The vague outline of a future here and, finally, confirmation that the wait for a goal would not have to constitute a five-year plan.
rue, Alan Browne’s 18th-minute header wasn’t enough on the night, but it did end the sense of parody at least, of a team in need of miners’ lamps and maps.
So the thunder of early Irish defiance rebounding off the stadium curves fell away on a long, educational night in Belgrade.
Serbia won because they were better, the elegant Dusan Vlahovic equalising approaching half-time and Aleksandar Mitrovic – eyes gleaming with mischief – then putting Ireland to the sword.
Ireland did not have that assassin’s quality in the final third but, then again, this wasn’t the Irish team as such.
It was a patchwork of aspirants in midfield especially who, had they won, it would have been illogical, broadly unexplainable.
This has been a rotten first year for Kenny, a year at the end of which the grass was threatening to grow over his best intentions.
You can only wonder what crimes he committed in a previous life.
Between injuries and the pandemic, plans for a new dawn have been denied even the most basic flow of oxygen. So he’s been compelled to sell difference at a time all hope of structure and control unravelled before his eyes. In such circumstances, an over-stretched team trying to out-pass technically better opposition can begin to feel like a manager’s conceit.
Why not settle for pragmatism, we ask? For the conformity of two defensive blocks pulled deep and kicking long into the channels?
But that’s just never been Kenny’s way and, on many levels, his resistance to it has felt admirable. The manager’s view is that playing that way, we might as well just adopt the lotus position and let the better team own the ball.
But do you wisely apply tactical calculus to a bullfight? Especially when the hard-boiled truth seems to be that your players aren’t good enough to do that?
On this evidence, maybe it’s not quite as cut and dried as we portray it. Because both before and after Browne’s goal, Kenny’s players looked composed with the ball and managed an impressive collective press when without it. It was modern football, intelligent, connected and – seemingly – unafraid.
The manager has made his name as someone with a taste for almost granular levels of detail. And international football, of course, doesn’t allow time for that. It demands swift, constant adjustment and, routinely, compromise.
Honourable intention becomes an abstract thing when your team have gone 678 minutes without a goal and your strikers keep running down cul-de-sacs.
In football, goals must be the substance of any creative philosophy. Which, of course, had become Kenny’s biggest problem.
In their absence, he might as well have been selling snake oil.

++++++++++++++++++++

## YOUR INSTRUCTIONS
Please write the next part of the report on Ireland's defeat to Serbia in Belgrade, picking up after its final sentence. You won't need the rows that follow.

++++++++++++++++++++

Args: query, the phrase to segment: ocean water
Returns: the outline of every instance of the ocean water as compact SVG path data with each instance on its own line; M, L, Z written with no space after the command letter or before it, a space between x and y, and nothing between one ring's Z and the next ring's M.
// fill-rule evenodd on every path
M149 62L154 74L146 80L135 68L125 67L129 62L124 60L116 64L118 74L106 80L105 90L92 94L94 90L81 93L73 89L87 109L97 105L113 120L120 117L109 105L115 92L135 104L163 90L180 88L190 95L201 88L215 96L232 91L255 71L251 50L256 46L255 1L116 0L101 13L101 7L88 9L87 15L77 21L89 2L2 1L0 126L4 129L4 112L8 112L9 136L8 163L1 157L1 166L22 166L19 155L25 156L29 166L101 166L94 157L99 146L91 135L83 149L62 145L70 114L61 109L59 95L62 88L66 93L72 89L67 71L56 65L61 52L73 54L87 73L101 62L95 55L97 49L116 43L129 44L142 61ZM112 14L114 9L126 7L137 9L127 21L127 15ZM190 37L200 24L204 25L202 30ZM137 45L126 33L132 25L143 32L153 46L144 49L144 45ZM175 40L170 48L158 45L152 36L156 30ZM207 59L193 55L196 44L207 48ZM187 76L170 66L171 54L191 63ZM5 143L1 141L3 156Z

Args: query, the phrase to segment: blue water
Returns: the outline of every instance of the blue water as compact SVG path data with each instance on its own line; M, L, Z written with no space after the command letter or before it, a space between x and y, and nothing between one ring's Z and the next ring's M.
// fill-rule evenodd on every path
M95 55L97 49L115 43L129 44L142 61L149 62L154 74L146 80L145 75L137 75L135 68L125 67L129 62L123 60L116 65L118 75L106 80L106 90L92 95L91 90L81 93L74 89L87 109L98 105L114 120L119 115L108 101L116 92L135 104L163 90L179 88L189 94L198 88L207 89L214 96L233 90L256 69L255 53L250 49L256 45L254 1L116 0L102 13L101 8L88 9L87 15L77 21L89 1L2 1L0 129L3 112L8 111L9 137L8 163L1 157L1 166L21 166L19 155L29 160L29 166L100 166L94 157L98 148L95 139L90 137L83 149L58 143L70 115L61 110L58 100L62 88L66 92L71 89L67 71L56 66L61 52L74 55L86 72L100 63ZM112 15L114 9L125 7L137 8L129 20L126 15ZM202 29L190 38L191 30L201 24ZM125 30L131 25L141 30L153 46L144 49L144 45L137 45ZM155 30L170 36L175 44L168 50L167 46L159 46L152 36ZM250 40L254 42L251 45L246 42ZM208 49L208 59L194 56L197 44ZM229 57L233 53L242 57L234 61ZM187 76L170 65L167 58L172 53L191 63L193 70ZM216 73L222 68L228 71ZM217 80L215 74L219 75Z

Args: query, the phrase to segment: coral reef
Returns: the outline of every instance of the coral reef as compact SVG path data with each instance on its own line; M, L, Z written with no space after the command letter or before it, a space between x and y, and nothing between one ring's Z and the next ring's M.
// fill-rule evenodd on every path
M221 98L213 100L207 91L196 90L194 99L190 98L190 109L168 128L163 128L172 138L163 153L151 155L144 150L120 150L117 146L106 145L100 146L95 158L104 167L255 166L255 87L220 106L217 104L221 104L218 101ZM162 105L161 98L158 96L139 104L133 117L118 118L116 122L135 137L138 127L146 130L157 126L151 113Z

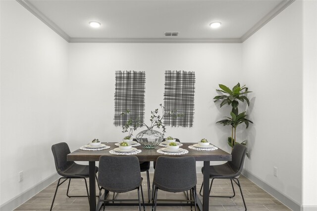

++++++++++++++++++++

## RESPONSE AREA
Last night’s worry was always that this game might quickly just spin out of control, that a callow team would find themselves swamped. Serbia currently rank 30th in the FIFA rankings, 12 places above Ireland. But the teams pitching up in Red Star’s stadium last night were, being honest, almost galaxies apart.
So we went there hoping essentially for someone to unlock a secret door.
Which is pretty much what Callum Robinson did with those quicksilver feet, delivering the cross that found a soaring Browne at the far post.
Kenny had picked Robinson and Aaron Connolly as an all-Premier League front two; mobility in abundance between them, but neither player exactly prolific in front of goal.
It was a team with pace and a hint of the unknown about it though; Kenny’s stamp on it undeniably. A team with, as the manager himself put it before kick-off, “attacking intent”.
And for all the depletion of resources, seven of his starters are Premier League employees.
Not that much of this registered with Dragan Stojkovic who seemed, if anything, to be resting some of his players for the weekend joust with Portugal in mind. Hand on heart, could we really blame him, given the last goal scored by Ireland all but had the status of a Pathe News curiosity?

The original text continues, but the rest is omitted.